*Excerpted passage*:
# # # # # # #
Myofasciitis, or disseminated idiopathic myositis (DIM), is an emerging, noncontagious, progressive disease of domestic, primarily young (6 to 18 months of age) ferrets. The disease is characterized by acute onset of pain with reluctance to move, fever, leukocytosis with mature neutrophilia (12 to 100 ´ 103 WBC/µl), and failure to respond to medications. Some ferrets also display inappetence, vomiting, or diarrhea. Serum chemistry analysis is relatively unhelpful in diagnosis: Mild hypoalbuminemia and mild hyperglycemia are common. Occasionally, mild elevations in serum alanine transaminase or aspartate transaminase and bilirubin are seen; but, paradoxically, elevations in serum creatine kinase are rare. Gross lesions include white streaking in the muscles with marked atrophy. Unlike cases of nutritional atrophy, adequate fat stores are seen in cases of DIM. In addition, esophageal changes and splenomegaly are present. Diagnosis of DIM can be made presumptively based on history, clinical signs, laboratory values, and failure to respond to treatment. Definitive diagnosis is made by muscle biopsy. Histologic lesions consist primarily of moderate to severe suppurative to pyogranulomatous inflammation seen in all muscle groups. This inflammation sometimes extends into the subcutaneous or cavity adipose tissue. Draining lymph nodes may be enlarged. A number of drugs used to treat affected ferrets have failed, including several antibiotics, glucocorticoids, some NSAIDs, alpha interferon, cyclophosphamide, buprenorphine, and acyclovir. Various laboratory techniques, including cultures and polymerase chain reaction, have failed to detect bacterial, viral, or protozoal pathogens. The cause of DIM is still unknown, although the disease does resemble some of the acquired human immune-mediated inflammatory myopathies. The only common factor the authors have found in affected ferrets has been use of a commercial canine distemper vaccine that is no longer available.
COMMENTARY: An important article if you treat ferrets. The common clinical signs and diagnostic results covered are important to know in adding myofasciitis as a differential to your list of diseases of ferrets. Unfortunately, there is no treatment as yet.
Myofasciitis: An emerging fatal disease of the domestic ferret. Garner MM, Ramsell K. Exotic DVM 8:23-25, 2006.
# # # # # # #
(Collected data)
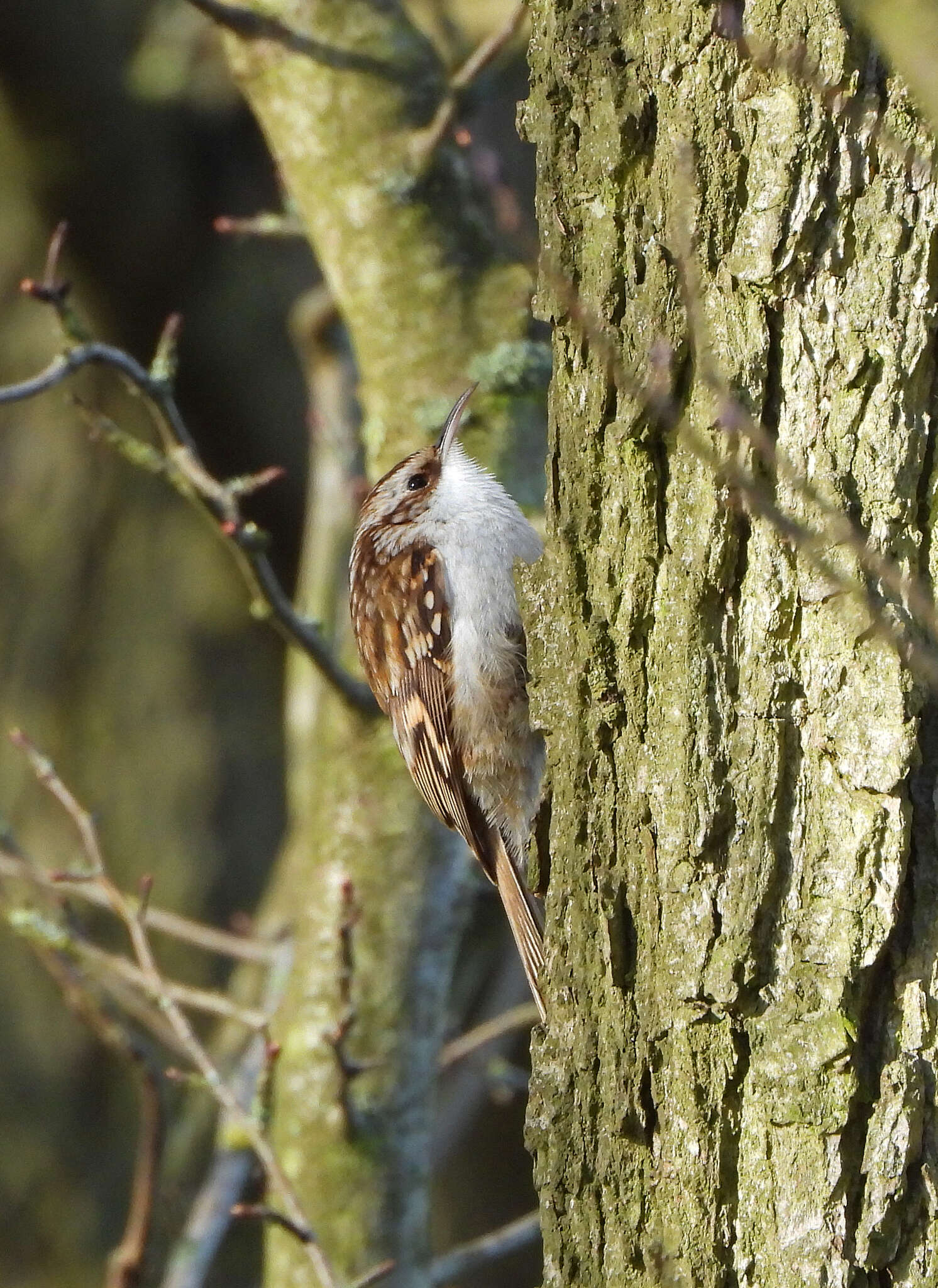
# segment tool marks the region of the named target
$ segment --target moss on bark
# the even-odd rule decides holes
[[[529,325],[529,276],[497,254],[485,209],[449,148],[414,176],[413,134],[432,115],[444,76],[398,5],[275,0],[262,12],[322,46],[320,55],[304,57],[273,41],[228,40],[234,72],[347,326],[374,475],[427,440],[475,366],[504,366],[506,354],[516,353]],[[498,429],[495,402],[477,407],[486,426]],[[492,447],[489,438],[489,455]],[[313,488],[311,504],[335,502],[317,492],[315,478]],[[349,500],[350,488],[340,504]],[[351,518],[346,514],[347,528]],[[335,537],[335,523],[331,528]],[[310,523],[308,532],[314,531]],[[331,576],[323,577],[320,558],[322,551],[305,550],[299,599],[309,605],[318,595],[317,613],[340,623],[336,645],[349,656],[345,568],[329,569],[335,599],[328,592],[323,599]],[[422,1284],[428,1222],[426,1194],[417,1191],[428,1182],[430,1096],[427,1086],[414,1108],[418,1078],[407,1065],[422,1060],[423,1077],[428,1057],[432,1072],[434,1034],[426,1025],[441,1028],[443,1007],[435,1020],[421,1014],[426,989],[414,999],[407,987],[416,935],[426,929],[427,880],[449,860],[439,832],[428,840],[426,814],[383,720],[349,712],[297,657],[286,701],[291,831],[268,918],[292,922],[296,958],[278,1032],[275,1140],[342,1274],[360,1273],[390,1252],[401,1283]],[[350,1054],[369,1066],[354,1084],[363,1119],[355,1132],[324,1041],[341,1012],[346,878],[363,912]],[[270,1253],[271,1284],[308,1282],[305,1260],[286,1236],[271,1235]]]
[[[746,64],[708,6],[533,12],[547,261],[629,366],[672,343],[687,421],[721,447],[676,274],[692,227],[712,357],[741,402],[929,574],[934,184],[781,67]],[[831,3],[764,0],[745,22],[807,40],[831,82],[870,67]],[[881,97],[907,130],[901,85]],[[863,604],[616,393],[553,282],[551,553],[529,583],[553,782],[529,1113],[546,1284],[934,1283],[921,696]]]

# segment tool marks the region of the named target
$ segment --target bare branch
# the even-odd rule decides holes
[[[190,1011],[202,1011],[206,1015],[219,1015],[225,1020],[234,1020],[248,1029],[261,1030],[270,1023],[270,1016],[259,1010],[238,1006],[223,993],[215,993],[205,988],[193,988],[190,984],[179,984],[175,980],[163,980],[160,992],[154,992],[152,981],[144,975],[139,966],[134,966],[120,953],[109,953],[97,944],[91,944],[78,936],[72,936],[68,952],[73,952],[81,958],[91,972],[99,975],[118,975],[121,979],[139,988],[151,1001],[160,1001],[162,992],[171,997],[174,1002],[185,1006]]]
[[[111,907],[107,896],[93,882],[84,878],[75,880],[69,873],[42,872],[3,846],[0,846],[0,877],[30,881],[42,890],[67,894],[69,898],[94,904],[97,908]],[[125,899],[133,907],[133,898],[125,895]],[[179,916],[179,913],[166,912],[162,908],[147,907],[143,922],[149,930],[156,930],[158,934],[193,944],[196,948],[203,948],[206,952],[219,953],[223,957],[234,957],[238,961],[269,965],[282,952],[280,944],[266,943],[262,939],[247,939],[243,935],[233,935],[225,930],[216,930],[214,926],[205,926],[198,921],[190,921],[188,917]]]
[[[530,1029],[537,1023],[538,1009],[534,1002],[521,1002],[519,1006],[512,1006],[507,1011],[502,1011],[501,1015],[493,1015],[490,1020],[477,1024],[468,1033],[461,1033],[458,1038],[448,1042],[440,1051],[440,1068],[445,1069],[450,1064],[455,1064],[457,1060],[463,1060],[472,1051],[485,1046],[486,1042],[494,1042],[495,1038],[511,1033],[512,1029]]]
[[[365,72],[391,81],[400,81],[405,76],[404,68],[396,67],[394,63],[350,49],[336,49],[335,45],[327,45],[322,40],[295,31],[279,18],[257,13],[256,9],[221,4],[220,0],[189,0],[189,4],[211,18],[219,27],[241,36],[242,40],[271,40],[293,54],[304,54],[306,58],[323,63],[326,67],[335,67],[337,71]]]
[[[232,1124],[242,1132],[244,1140],[257,1155],[257,1159],[264,1168],[268,1185],[283,1206],[284,1220],[290,1221],[292,1226],[302,1234],[304,1245],[320,1284],[323,1288],[335,1288],[336,1276],[332,1267],[326,1257],[326,1253],[319,1247],[313,1227],[306,1220],[296,1197],[296,1190],[283,1171],[279,1159],[274,1154],[270,1142],[264,1135],[262,1128],[257,1123],[256,1118],[242,1108],[237,1095],[224,1081],[211,1056],[198,1041],[189,1020],[180,1010],[179,1003],[167,993],[160,967],[153,956],[153,949],[151,948],[147,929],[143,925],[143,918],[138,917],[138,907],[131,903],[131,900],[129,900],[126,895],[113,884],[107,873],[107,869],[103,867],[100,845],[94,832],[94,824],[90,824],[90,831],[85,824],[85,820],[90,819],[90,814],[82,809],[72,792],[69,792],[58,777],[51,761],[42,756],[24,734],[18,734],[17,746],[21,747],[27,755],[39,782],[55,797],[55,800],[59,801],[66,813],[78,827],[82,844],[85,845],[89,867],[91,869],[97,868],[97,871],[94,871],[93,880],[98,882],[102,891],[106,894],[115,914],[124,922],[138,966],[145,976],[148,987],[152,989],[153,994],[158,997],[160,1010],[169,1021],[176,1041],[185,1051],[192,1066],[202,1077],[219,1105],[228,1114]]]
[[[60,245],[60,233],[57,232],[55,237]],[[53,241],[55,242],[55,238]],[[55,254],[58,255],[58,251]],[[62,317],[63,292],[67,291],[64,285],[60,289],[54,289],[46,282],[39,286],[32,282],[26,285],[30,287],[28,294],[44,303],[53,304]],[[256,524],[242,518],[238,507],[238,497],[246,491],[244,480],[235,479],[233,484],[219,483],[202,464],[196,442],[176,406],[169,379],[172,367],[172,344],[176,327],[178,323],[170,319],[151,371],[147,371],[122,349],[102,344],[97,340],[89,340],[76,344],[66,353],[54,358],[44,371],[30,380],[0,386],[0,406],[23,402],[49,389],[54,389],[85,366],[112,367],[125,376],[131,385],[147,397],[158,413],[161,430],[165,433],[165,440],[171,452],[166,457],[166,471],[171,471],[175,466],[185,477],[202,506],[215,520],[217,531],[238,551],[243,560],[242,567],[246,571],[248,582],[252,590],[257,592],[273,623],[290,643],[301,648],[311,658],[349,706],[363,715],[377,715],[378,705],[368,685],[363,680],[349,675],[338,663],[328,648],[319,625],[301,617],[293,608],[268,558],[266,547],[269,538],[266,533],[257,528]],[[130,456],[130,452],[124,451],[124,455]],[[153,468],[152,462],[148,468]],[[257,486],[259,478],[255,477],[253,486]],[[266,480],[270,480],[270,474],[266,474]]]
[[[212,222],[216,233],[234,233],[241,237],[305,237],[299,215],[278,214],[268,210],[239,219],[234,215],[216,215]]]
[[[463,90],[472,84],[489,63],[498,57],[508,41],[515,36],[528,13],[528,0],[517,0],[513,10],[508,14],[502,27],[486,36],[480,45],[470,54],[462,67],[457,68],[449,77],[449,86],[440,106],[434,113],[430,125],[414,134],[410,144],[410,157],[414,169],[419,173],[425,169],[436,148],[446,137],[449,128],[455,120],[459,107],[459,97]]]
[[[134,1288],[143,1271],[153,1220],[157,1173],[163,1137],[163,1113],[156,1074],[140,1064],[140,1126],[136,1139],[130,1207],[121,1242],[108,1257],[104,1288]]]
[[[529,1248],[539,1238],[540,1217],[537,1212],[529,1212],[526,1216],[519,1217],[517,1221],[510,1221],[501,1229],[493,1230],[492,1234],[484,1234],[480,1239],[462,1243],[452,1252],[437,1257],[430,1267],[430,1283],[432,1288],[440,1288],[443,1284],[492,1265],[493,1261],[510,1257],[512,1252]]]

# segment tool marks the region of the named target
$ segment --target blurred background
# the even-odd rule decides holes
[[[412,8],[452,66],[512,5]],[[495,174],[504,237],[533,246],[533,156],[513,124],[524,94],[519,40],[463,115],[474,164]],[[315,411],[290,318],[317,267],[299,238],[214,231],[219,215],[279,209],[220,43],[184,0],[0,6],[0,381],[35,374],[60,348],[51,310],[18,287],[40,276],[64,219],[63,272],[95,336],[149,362],[167,314],[183,314],[178,399],[216,477],[286,469],[248,510],[290,586]],[[73,828],[5,738],[22,726],[94,810],[122,886],[152,873],[161,905],[241,925],[284,823],[282,645],[248,616],[233,559],[199,515],[94,442],[75,394],[152,440],[145,408],[108,371],[0,408],[0,815],[37,862],[77,862]],[[175,948],[163,961],[190,983],[224,984],[224,963],[206,954]],[[3,925],[0,971],[0,1282],[98,1284],[126,1213],[134,1087]],[[507,1054],[524,1048],[521,1038]],[[480,1065],[468,1075],[486,1077]],[[449,1167],[440,1188],[444,1244],[534,1204],[522,1083],[511,1073],[476,1096],[474,1170]],[[184,1118],[192,1097],[167,1095]],[[441,1157],[458,1155],[464,1136],[463,1121]],[[187,1139],[203,1158],[205,1132]],[[167,1157],[148,1283],[161,1279],[199,1157]],[[211,1282],[256,1283],[256,1236],[233,1242]],[[535,1283],[537,1256],[484,1282]]]

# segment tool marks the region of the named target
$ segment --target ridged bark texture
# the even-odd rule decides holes
[[[723,450],[676,273],[692,227],[699,343],[821,496],[933,576],[934,184],[713,14],[533,5],[522,121],[558,323],[528,586],[553,790],[544,1283],[934,1284],[935,712],[869,607],[616,393],[556,289],[560,269],[639,371],[667,337],[687,422]],[[744,21],[928,146],[830,0]]]

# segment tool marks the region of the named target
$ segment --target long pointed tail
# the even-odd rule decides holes
[[[544,1007],[543,993],[540,992],[540,972],[544,967],[544,936],[540,929],[539,908],[534,902],[534,895],[525,887],[515,864],[511,862],[508,851],[504,848],[504,841],[498,833],[495,836],[495,885],[502,896],[504,911],[508,914],[508,925],[515,936],[531,994],[538,1003],[540,1019],[546,1020],[547,1010]]]

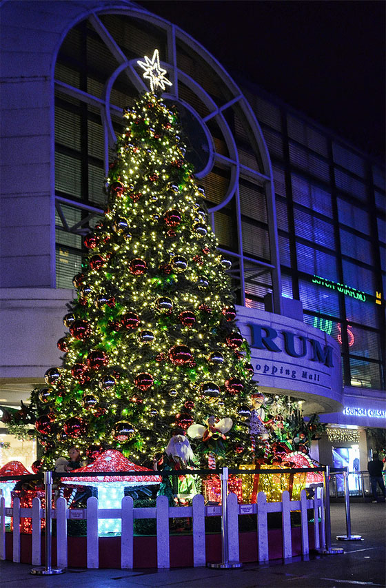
# # # # # # #
*Work order 1*:
From the ferret myofasciitis article, set down the part that opens with the words containing "COMMENTARY: An important" and closes with "DVM 8:23-25, 2006.".
*Work order 2*:
According to the ferret myofasciitis article, how is a definitive diagnosis of the disease made?
*Work order 3*:
Sum up the ferret myofasciitis article in two sentences.

*Answer 1*:
COMMENTARY: An important article if you treat ferrets. The common clinical signs and diagnostic results covered are important to know in adding myofasciitis as a differential to your list of diseases of ferrets. Unfortunately, there is no treatment as yet.
Myofasciitis: An emerging fatal disease of the domestic ferret. Garner MM, Ramsell K. Exotic DVM 8:23-25, 2006.

*Answer 2*:
By muscle biopsy.

*Answer 3*:
Myofasciitis, or disseminated idiopathic myositis, is an emerging, noncontagious, progressive disease of mostly young domestic ferrets, marked by sudden pain, reluctance to move, fever, and a high white blood cell count. A definitive diagnosis is made by muscle biopsy, but the cause is still unknown, and many drugs have failed to treat it.